- [Problems and tasks]
- a) Using the passage about parents getting older below, decide whether each statement agrees with it: (i) the narrator's parents were 26 when the narrator was born; (ii) Bryan's dad turned 60 on Monday; (iii) Dave's Bar has closed. For each, answer yes or no and quote the words from the passage that decide it.
- b) Please rewrite the paragraph of the passage about parents getting older that begins "My parents will be 60 in January and April" as a short bulleted list that keeps its main facts.
- c) Proceed with the passage about parents getting older, picking up right after its final sentence.

- [Document text]
• • • •
Bryan’s dad turned 59 on Monday and Bryan and I talked all night about how that’s almost 60 and we remember when our parenst were 33 and 34 and weren’t they old? Yeah, but we’re not old, right? Nah! And our kids will be doing this when they’re in their 30s and they’ll talk about us like we’re about to die and that’s not cool! Those kids are mean! Let’s wake them up and beat them, thus proving our youthfulness. They’ll remember that, I bet!

My parents will be 60 in January and April. They’ve never seemed old before, but 60? It seems kind of old. Not because they’re old, but because I’m too young to have parents in their 60s. It’s about me! My parents were 26 when I was born, which is pretty young, so if they’re old, I’m old. It’s only logical.

Speaking of my parents, do you know that I still know the phone numbers to all of the bars in Chesaning, even the ones that are closed now (I’m looking at you Rathskellar and Farmers Inn) and the golf course? And of course Dave’s Bar, which has outlasted them all. I do. Because I used to call them a lot when I was a little girl. (No, not to order stuff, but if you know me in real life, I can see how you would think that). I’m not judging, but I can’t imagine a scenario in which my kids regularly had to call me or my husband at the bar. My parent shame would be unbearable and my wife rage would be, well, extremely unpleasant. Like the kind of unpleasant where you say, “Wow, this gunshot wound is extremely unpleasant.” But I guess if our kids had to call us at the bar, they would just call our cell phones and it wouldn’t suddenly hit them in adulthood that they know all of the phone numbers to the bars where they grew up. I guess that means we should go to the bar more often. Then we can forget about all of this oldness nonsense. Problem solved.
• • • •
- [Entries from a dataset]
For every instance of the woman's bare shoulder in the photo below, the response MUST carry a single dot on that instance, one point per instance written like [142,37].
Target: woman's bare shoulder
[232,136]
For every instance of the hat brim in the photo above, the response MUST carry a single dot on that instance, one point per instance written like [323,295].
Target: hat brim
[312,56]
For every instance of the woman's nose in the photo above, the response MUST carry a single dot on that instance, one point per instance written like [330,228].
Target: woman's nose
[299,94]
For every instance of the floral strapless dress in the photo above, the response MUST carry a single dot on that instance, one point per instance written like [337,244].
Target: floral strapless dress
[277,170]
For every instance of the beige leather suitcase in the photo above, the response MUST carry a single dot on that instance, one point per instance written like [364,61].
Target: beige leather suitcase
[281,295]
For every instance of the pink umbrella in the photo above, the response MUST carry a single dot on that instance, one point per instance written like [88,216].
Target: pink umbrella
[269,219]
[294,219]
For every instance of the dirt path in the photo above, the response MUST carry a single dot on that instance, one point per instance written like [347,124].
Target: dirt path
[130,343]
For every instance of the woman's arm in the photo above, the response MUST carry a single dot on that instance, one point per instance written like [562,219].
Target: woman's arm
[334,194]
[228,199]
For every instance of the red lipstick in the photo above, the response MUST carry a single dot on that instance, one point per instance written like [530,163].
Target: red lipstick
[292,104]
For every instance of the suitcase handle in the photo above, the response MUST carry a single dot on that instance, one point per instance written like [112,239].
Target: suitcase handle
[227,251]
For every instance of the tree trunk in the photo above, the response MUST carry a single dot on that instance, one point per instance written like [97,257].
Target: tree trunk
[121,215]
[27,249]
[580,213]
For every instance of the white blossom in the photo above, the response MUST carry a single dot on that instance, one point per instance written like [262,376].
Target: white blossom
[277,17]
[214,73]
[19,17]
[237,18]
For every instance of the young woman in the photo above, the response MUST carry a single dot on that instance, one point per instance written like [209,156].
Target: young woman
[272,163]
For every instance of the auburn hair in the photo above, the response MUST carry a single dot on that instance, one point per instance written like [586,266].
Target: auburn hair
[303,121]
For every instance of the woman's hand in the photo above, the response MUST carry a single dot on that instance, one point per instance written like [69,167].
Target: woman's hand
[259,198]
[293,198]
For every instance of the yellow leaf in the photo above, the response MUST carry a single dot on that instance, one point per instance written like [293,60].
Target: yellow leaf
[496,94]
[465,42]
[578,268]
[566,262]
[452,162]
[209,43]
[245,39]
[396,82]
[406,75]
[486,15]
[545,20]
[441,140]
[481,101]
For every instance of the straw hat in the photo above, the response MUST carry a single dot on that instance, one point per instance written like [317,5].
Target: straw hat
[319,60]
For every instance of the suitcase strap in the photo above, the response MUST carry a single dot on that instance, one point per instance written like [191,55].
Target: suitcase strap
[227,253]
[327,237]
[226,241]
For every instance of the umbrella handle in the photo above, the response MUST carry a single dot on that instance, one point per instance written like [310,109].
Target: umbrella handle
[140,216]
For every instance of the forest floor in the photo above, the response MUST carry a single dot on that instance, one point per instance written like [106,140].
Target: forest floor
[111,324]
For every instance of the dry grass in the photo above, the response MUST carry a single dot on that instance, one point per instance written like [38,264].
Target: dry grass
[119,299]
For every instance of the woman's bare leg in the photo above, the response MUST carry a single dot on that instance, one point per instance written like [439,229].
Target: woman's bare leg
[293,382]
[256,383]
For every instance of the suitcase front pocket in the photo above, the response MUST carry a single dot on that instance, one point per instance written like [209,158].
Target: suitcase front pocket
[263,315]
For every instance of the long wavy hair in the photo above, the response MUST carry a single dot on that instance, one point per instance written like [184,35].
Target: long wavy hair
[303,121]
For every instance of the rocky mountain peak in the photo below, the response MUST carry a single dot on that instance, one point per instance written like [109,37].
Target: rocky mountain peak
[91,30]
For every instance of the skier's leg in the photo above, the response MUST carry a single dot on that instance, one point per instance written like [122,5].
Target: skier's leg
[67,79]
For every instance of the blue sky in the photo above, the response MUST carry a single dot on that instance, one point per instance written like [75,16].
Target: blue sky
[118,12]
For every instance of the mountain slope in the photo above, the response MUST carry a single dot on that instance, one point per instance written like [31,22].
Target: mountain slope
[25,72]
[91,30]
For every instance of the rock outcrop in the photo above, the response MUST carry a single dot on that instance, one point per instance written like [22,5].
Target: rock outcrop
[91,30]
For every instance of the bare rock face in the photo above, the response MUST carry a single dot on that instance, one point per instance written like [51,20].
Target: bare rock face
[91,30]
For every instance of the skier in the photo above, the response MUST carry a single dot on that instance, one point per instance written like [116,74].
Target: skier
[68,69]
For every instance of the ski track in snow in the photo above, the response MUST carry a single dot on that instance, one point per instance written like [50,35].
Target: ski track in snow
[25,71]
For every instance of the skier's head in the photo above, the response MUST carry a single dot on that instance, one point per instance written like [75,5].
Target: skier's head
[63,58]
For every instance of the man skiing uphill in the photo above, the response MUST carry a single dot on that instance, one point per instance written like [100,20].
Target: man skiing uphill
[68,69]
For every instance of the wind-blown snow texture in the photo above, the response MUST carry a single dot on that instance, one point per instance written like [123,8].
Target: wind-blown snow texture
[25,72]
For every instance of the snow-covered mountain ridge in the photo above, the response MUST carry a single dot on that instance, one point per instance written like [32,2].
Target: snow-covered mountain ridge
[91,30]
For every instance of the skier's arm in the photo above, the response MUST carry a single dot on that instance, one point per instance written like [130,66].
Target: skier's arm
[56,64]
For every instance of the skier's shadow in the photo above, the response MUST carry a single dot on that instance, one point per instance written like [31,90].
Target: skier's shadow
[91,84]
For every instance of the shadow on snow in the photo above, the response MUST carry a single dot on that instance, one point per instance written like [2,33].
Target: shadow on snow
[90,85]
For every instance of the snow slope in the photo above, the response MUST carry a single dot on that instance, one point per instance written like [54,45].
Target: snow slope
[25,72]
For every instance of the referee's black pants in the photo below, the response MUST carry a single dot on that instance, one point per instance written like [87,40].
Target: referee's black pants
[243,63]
• • • •
- [Responses]
- a)
(i) Yes: "My parents were 26 when I was born"
(ii) No: "Bryan’s dad turned 59 on Monday"
(iii) No: "And of course Dave’s Bar, which has outlasted them all."

- b)
- The narrator's parents turn 60 in January and April.
- They never seemed old before, but 60 seems kind of old.
- That is because the narrator feels too young to have parents in their 60s.
- The parents were 26 when the narrator was born, so if they're old, the narrator is old too.

- c)
Adding to the oldness problem is a little theory that Bryan and I have. We believe that if you had kids before you turned 30, then you have to add the age of your oldest child to your actual calendar age and that gives you your true, social age. So we’re not 33 and 34. We’re 42 and 43, socially. It’s true. When we hang out with real 33 and 34 year olds, we have no idea what we’re doing. None. They talk differently. They drink differently. They care about different things. If they have children at all, they probably only have one so they’re still operating under the illusion that their child is interesting to other people. And it’s awkward when we laugh at them when they tell us their 18 month old is gifted. Because we think they’re joking, but they’re not. And then they think we’re mean, which we are, but that isn’t the point. The point is, we’re way older than everybody our age. And we’re all going to die. And now I have to take pictures again.